Passage provided:
++++++++
Dear Investor,
Between ongoing research projects and our rollout of the new Canvas platform, we’ve had a very busy quarter at OSAM. In this letter I’ll begin by highlighting the most interesting trend we see inside equity markets today, and finish by sharing the five key lessons that we’ve learned so far after demoing Canvas for more than 100 advisors and other capital allocators.
Valuations
The spread between cheap and expensive stocks is at its widest point in two decades, private equity multiples are now often higher than public market equivalents, and after direct scrutiny from public investors, once storied private companies like WeWork are being aggressively revalued.
I’ll dig into the most interesting angles below, but the summary is that cheap public companies—a category that has done very poorly since the financial crisis—appear as attractive relative to the market as they have since 2000. Public value stocks are cheap and getting cheaper relative to growth, all while capital floods venture capital and private equity firms.
Pricing inside the market
Not much has changed about the overall market’s valuation since our last check in. The U.S. market remains expensive relative to its modern averages on measures like P/E, Shiller CAPE, or our own Price/Integrated Equity ratio, built by our research partner“ Jesse Livermore+.”
The P/IE ratio continues to suggest forward 10-year equity returns in the range of 4% annually—well below long term norms.
++++++++
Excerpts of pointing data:
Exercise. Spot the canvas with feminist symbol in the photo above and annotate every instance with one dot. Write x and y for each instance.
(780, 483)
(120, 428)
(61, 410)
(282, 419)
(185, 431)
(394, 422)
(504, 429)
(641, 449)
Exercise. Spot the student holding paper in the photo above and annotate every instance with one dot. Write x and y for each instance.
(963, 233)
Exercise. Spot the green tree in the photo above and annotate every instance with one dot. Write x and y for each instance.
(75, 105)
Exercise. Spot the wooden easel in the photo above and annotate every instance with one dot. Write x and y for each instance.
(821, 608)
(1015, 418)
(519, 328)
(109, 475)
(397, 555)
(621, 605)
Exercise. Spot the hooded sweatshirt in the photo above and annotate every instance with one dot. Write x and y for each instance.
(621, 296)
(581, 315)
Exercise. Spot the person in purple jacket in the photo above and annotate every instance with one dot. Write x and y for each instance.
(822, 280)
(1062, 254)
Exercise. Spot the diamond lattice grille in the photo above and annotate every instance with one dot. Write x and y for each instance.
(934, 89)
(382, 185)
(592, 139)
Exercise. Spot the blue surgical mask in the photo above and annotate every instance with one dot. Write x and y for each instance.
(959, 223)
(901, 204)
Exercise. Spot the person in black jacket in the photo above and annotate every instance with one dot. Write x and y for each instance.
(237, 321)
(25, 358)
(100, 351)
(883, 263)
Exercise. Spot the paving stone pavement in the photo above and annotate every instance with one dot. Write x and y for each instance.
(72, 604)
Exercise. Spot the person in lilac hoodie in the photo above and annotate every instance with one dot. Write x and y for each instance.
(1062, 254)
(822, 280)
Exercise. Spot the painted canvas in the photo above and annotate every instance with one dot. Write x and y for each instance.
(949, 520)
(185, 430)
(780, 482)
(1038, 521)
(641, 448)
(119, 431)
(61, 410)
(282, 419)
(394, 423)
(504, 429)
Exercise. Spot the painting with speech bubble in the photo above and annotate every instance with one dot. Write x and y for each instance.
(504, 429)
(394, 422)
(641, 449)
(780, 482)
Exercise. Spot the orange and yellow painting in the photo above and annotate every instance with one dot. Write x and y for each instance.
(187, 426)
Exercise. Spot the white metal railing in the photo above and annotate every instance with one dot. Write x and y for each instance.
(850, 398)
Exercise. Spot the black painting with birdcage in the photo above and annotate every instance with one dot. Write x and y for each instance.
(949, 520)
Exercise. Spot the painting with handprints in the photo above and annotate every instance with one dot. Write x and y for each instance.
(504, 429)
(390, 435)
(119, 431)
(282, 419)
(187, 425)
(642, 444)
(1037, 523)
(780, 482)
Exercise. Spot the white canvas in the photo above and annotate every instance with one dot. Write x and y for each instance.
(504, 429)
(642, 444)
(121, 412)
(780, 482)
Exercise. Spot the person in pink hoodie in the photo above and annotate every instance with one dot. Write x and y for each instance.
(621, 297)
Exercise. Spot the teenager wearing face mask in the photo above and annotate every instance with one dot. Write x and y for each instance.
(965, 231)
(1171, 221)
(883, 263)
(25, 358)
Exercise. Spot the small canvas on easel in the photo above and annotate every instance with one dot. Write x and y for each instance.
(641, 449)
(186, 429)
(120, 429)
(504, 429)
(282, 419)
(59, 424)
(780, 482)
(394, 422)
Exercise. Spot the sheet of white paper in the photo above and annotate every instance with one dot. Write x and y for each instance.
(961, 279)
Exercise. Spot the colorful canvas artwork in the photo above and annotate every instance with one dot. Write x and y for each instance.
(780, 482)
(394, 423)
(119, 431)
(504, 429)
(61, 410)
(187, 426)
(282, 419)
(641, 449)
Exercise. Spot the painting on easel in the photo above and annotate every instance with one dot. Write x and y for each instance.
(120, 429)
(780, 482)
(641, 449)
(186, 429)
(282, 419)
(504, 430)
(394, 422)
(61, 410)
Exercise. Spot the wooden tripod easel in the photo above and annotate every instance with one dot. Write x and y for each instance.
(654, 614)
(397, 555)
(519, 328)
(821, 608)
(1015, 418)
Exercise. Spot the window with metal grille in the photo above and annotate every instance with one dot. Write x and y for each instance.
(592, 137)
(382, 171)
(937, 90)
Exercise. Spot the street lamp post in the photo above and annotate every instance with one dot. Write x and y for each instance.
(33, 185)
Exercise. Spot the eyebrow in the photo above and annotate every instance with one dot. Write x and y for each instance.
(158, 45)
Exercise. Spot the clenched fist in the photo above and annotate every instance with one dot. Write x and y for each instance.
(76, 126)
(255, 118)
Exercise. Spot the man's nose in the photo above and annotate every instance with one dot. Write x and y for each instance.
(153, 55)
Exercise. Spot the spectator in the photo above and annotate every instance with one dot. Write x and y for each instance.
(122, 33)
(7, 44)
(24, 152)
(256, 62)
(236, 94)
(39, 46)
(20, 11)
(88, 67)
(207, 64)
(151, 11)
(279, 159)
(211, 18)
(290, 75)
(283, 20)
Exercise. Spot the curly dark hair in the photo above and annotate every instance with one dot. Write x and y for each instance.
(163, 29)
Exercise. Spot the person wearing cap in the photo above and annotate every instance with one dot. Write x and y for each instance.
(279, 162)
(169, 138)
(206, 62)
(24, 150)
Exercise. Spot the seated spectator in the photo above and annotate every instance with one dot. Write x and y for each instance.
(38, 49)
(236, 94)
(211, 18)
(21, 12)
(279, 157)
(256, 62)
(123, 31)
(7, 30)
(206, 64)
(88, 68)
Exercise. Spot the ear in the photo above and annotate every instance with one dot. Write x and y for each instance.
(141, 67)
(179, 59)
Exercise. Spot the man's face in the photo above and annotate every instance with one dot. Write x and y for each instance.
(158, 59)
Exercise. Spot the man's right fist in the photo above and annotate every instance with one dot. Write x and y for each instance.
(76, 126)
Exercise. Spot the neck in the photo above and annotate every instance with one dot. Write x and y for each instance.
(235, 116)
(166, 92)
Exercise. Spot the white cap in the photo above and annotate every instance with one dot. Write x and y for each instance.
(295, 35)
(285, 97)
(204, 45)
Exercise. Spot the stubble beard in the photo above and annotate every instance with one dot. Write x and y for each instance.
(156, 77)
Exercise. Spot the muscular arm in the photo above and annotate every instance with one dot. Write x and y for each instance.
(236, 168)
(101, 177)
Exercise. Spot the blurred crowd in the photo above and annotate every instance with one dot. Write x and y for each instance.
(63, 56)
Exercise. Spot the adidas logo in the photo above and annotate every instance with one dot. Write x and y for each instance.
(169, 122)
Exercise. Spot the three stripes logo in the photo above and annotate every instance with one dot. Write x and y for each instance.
++++++++
Required task: Reproduce the part of the investor letter above, starting at "I’ll dig into" and ending at "long term norms.".

Full solution:
I’ll dig into the most interesting angles below, but the summary is that cheap public companies—a category that has done very poorly since the financial crisis—appear as attractive relative to the market as they have since 2000. Public value stocks are cheap and getting cheaper relative to growth, all while capital floods venture capital and private equity firms.
Pricing inside the market
Not much has changed about the overall market’s valuation since our last check in. The U.S. market remains expensive relative to its modern averages on measures like P/E, Shiller CAPE, or our own Price/Integrated Equity ratio, built by our research partner“ Jesse Livermore+.”
The P/IE ratio continues to suggest forward 10-year equity returns in the range of 4% annually—well below long term norms.